Article:
---

Top Of The Pops, which is 40 in January, gets a makeover tonight. But will it be enough to save the venerable pop institution? STEPHEN LEWIS investigates.
TUNE in to Top Of The Pops on BBC1 tonight, and you may think you have switched to the wrong channel by mistake. Gone will be the familiar driving Led Zeppelin theme tune Whole Lotta Love - so loved and hated in equal measure, but as familiar to viewers of a certain age as the Doctor Who theme.
Gone will be the tacky set, boxy logo and cheesy format. Gone will be the relentless focus on pre-teen chart-topping singles awkwardly mimed in front of a swaying mass of 14-year-olds by bands who can't really sing to save their lives.
Just before it reaches the big four-oh in January, TOTP is getting attitude. With ratings falling and the competition from MTV and weekend shows such as T4 and CD UK getting ever fiercer, the UK's first, funniest and most gloriously creaky chart show is getting a head-to-toe makeover.
Starting with tonight's one-hour special, All New Top Of The Pops will be broadcast live from the studio in an attempt to give the show a bit of much-needed edge.
There will be a brash new presenter - MTV's Tim Kash - and alongside chart-topping singles acts, there will be room for album music and exclusive performances of new songs yet to be released - plus interviews and behind-the-scenes magazine-style features on the music business.
Tonight's line-up is certainly impressive. Victoria Beckham will be going all interactive and asking viewers to vote on which of her new double-A side tracks she should perform exclusively for TOTP; Elton John will give an exclusive rendition, live from Alabama, of one of the first songs he ever performed on the show, Your Song; Kylie Minogue will perform a new album track; and there will be the first showing of the new Christmas video from Darkness.

---

Requirements:
(a) In the Top Of The Pops article, who is named as the new presenter of the show?
(b) Do these statements agree with the Top Of The Pops article? (i) The theme tune being dropped is Led Zeppelin's Whole Lotta Love. (ii) Elton John will perform Your Song live in the studio. (iii) Tonight's special runs for one hour.
(c) Pick up the Top Of The Pops article after its last sentence and write the next part.

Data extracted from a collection
---

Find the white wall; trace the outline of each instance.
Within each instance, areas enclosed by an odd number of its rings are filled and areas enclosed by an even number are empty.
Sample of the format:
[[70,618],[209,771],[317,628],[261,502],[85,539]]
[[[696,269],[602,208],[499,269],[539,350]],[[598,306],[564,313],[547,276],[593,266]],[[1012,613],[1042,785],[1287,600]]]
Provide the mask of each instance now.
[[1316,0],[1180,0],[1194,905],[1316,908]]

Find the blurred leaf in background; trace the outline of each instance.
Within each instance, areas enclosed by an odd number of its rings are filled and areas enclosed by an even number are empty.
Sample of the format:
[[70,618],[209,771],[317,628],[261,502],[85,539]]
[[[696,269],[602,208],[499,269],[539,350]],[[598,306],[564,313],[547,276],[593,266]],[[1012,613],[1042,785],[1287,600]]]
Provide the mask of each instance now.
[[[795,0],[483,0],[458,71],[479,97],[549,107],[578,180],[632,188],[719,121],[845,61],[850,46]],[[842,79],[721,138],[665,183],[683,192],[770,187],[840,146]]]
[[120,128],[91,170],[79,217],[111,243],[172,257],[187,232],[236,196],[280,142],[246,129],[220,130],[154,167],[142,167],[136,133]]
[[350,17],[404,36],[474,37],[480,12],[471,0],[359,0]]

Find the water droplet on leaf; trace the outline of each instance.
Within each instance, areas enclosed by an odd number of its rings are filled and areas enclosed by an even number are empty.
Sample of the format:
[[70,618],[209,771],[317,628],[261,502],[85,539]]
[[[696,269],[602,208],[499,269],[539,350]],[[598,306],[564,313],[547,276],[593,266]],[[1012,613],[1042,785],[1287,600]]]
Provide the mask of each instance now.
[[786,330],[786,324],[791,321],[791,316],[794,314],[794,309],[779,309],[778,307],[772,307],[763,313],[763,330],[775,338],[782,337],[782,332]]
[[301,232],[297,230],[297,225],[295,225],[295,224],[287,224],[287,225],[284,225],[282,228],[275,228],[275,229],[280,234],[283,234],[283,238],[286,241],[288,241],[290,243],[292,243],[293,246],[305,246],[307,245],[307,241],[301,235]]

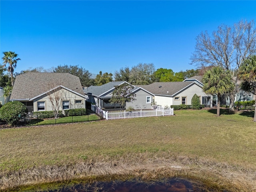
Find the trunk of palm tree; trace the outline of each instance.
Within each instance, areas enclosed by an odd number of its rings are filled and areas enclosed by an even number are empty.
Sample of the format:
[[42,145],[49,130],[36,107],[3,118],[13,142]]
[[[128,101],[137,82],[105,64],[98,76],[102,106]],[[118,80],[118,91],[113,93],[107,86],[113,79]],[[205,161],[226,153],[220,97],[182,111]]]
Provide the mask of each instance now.
[[12,86],[13,87],[13,74],[11,73],[11,80],[12,80]]
[[254,108],[254,118],[253,119],[253,121],[256,122],[256,99],[255,100],[255,107]]
[[217,103],[217,116],[220,116],[220,95],[218,95],[218,102]]

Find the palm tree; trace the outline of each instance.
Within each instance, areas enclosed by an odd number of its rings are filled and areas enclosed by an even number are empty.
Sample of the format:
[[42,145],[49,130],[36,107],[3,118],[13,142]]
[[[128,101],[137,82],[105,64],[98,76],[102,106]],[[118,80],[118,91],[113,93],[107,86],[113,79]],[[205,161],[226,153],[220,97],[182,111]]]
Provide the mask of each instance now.
[[[242,63],[239,68],[238,77],[243,81],[242,89],[256,94],[256,55],[249,56]],[[256,122],[256,100],[253,121]]]
[[220,66],[214,67],[206,72],[202,80],[204,85],[204,91],[207,94],[217,95],[217,116],[220,116],[220,97],[233,90],[234,85],[232,80],[232,74],[229,70]]
[[12,90],[12,87],[11,87],[9,85],[7,86],[4,88],[4,94],[3,96],[5,98],[5,103],[6,103],[8,100],[8,98],[11,95],[11,93]]
[[13,86],[13,71],[14,68],[16,68],[17,62],[20,60],[20,59],[17,58],[18,54],[15,53],[15,52],[6,51],[3,52],[3,53],[4,55],[2,58],[4,61],[3,62],[4,66],[5,67],[7,64],[9,64],[7,71],[11,74],[12,86]]

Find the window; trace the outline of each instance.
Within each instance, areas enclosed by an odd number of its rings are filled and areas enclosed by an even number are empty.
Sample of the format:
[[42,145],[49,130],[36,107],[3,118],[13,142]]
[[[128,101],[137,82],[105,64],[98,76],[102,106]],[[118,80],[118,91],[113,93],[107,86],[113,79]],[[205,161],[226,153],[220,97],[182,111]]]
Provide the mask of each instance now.
[[62,101],[62,109],[69,109],[69,101]]
[[81,104],[82,100],[76,100],[76,104]]
[[44,101],[37,102],[37,110],[45,111],[45,102]]
[[151,97],[150,96],[147,96],[147,103],[151,103]]

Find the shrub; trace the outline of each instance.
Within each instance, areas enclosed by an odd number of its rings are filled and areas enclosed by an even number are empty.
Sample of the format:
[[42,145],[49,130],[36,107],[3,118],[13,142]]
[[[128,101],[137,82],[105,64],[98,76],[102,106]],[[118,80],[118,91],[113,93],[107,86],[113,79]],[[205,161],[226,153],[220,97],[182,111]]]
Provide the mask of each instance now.
[[191,100],[191,108],[193,109],[200,109],[202,108],[200,104],[200,99],[196,94],[193,96]]
[[236,101],[235,102],[235,107],[238,110],[245,110],[247,106],[252,106],[255,104],[255,100],[246,101]]
[[191,105],[171,105],[171,108],[173,108],[174,110],[179,110],[180,109],[189,109],[192,108]]
[[[35,111],[34,113],[35,116],[41,116],[42,118],[53,118],[55,117],[53,111]],[[59,117],[62,117],[64,116],[62,110],[59,111]]]
[[26,107],[21,102],[8,102],[0,108],[0,117],[14,125],[15,123],[25,118],[27,112]]
[[132,106],[129,106],[126,109],[126,110],[128,111],[134,111],[134,108]]
[[65,115],[66,116],[78,116],[86,114],[86,109],[73,109],[65,110]]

---

Expected results:
(a) MTV's Tim Kash.

(b)
(i) Yes: "Gone will be the familiar driving Led Zeppelin theme tune Whole Lotta Love"
(ii) No: "Elton John will give an exclusive rendition, live from Alabama, of one of the first songs he ever performed on the show, Your Song"
(iii) Yes: "Starting with tonight's one-hour special"

(c)
All this, plus Nelly, Lisa Maffia, Mis-teeq, Will Young, Gareth Gates, Blazin' Squad and - of course - the official chart countdown to this week's number one, Westlife. With so many changes, the show will be virtually unrecognisable. But isn't that perhaps a sign that TOTP has had its day?
Is it really worth trying to save?
Andi Peters, the show's new executive producer and the man who has rung all the changes, clearly believes so.
Speaking on Radio 4's Front Row this week, he admitted it had become tired, and too passive for today's pop audiences. But axe it altogether? "You would have a war on your hands!" he told Front Row's Mark Lawson.
Instead, he said, the idea was to make it more relevant and spontaneous. "In the past, you could almost write down what was going to be on the show four weeks in advance!" he said. "I'm seeking to break that formula, make it a bit more spontaneous.
"Let's get a lot more exclusive songs on, let's get songs which haven't charted yet. Let's take you on tour with the artists, or behind the scenes."
The fact that the show is to be broadcast live, however, won't necessarily signal an end to mimed performances. All of tonight's acts bar one - Nelly - will be singing live. But there will still be room for mimed performances. "Some artists cannot sing live," Andi admitted. "There are some that can't sing at all! You want to give an opportunity to these people not to embarrass themselves." Whoever said the BBC didn't care?
Embarrassing or not, Tim Kash certainly seems to be looking forward to presenting the new-look show. "Like most of us, I grew up watching the show. But more importantly, it's an institution, having broken so many bands over the years," he said.
"It's a fantastic chance to be involved in re-launching the programme and breathing new life into one of the greatest music shows in television history."
That last word, however, seems oddly significant. History - isn't that really what TOTP should be confined to? After all, how can a 40-year-old be expected to appeal to today's precocious pre-teen pop audience - even allowing for the fact it is trying to go all sophisticated in a bid to reach an older, wiser audience too?
Evening Press arts correspondent Charles Hutchinson believes it is time to let the old show die.
"I think the single is dying," he says. "That's the problem for Top Of The Pops. It would be best to close it altogether and leave the cheap chart fodder to Saturday morning shows such as CD UK.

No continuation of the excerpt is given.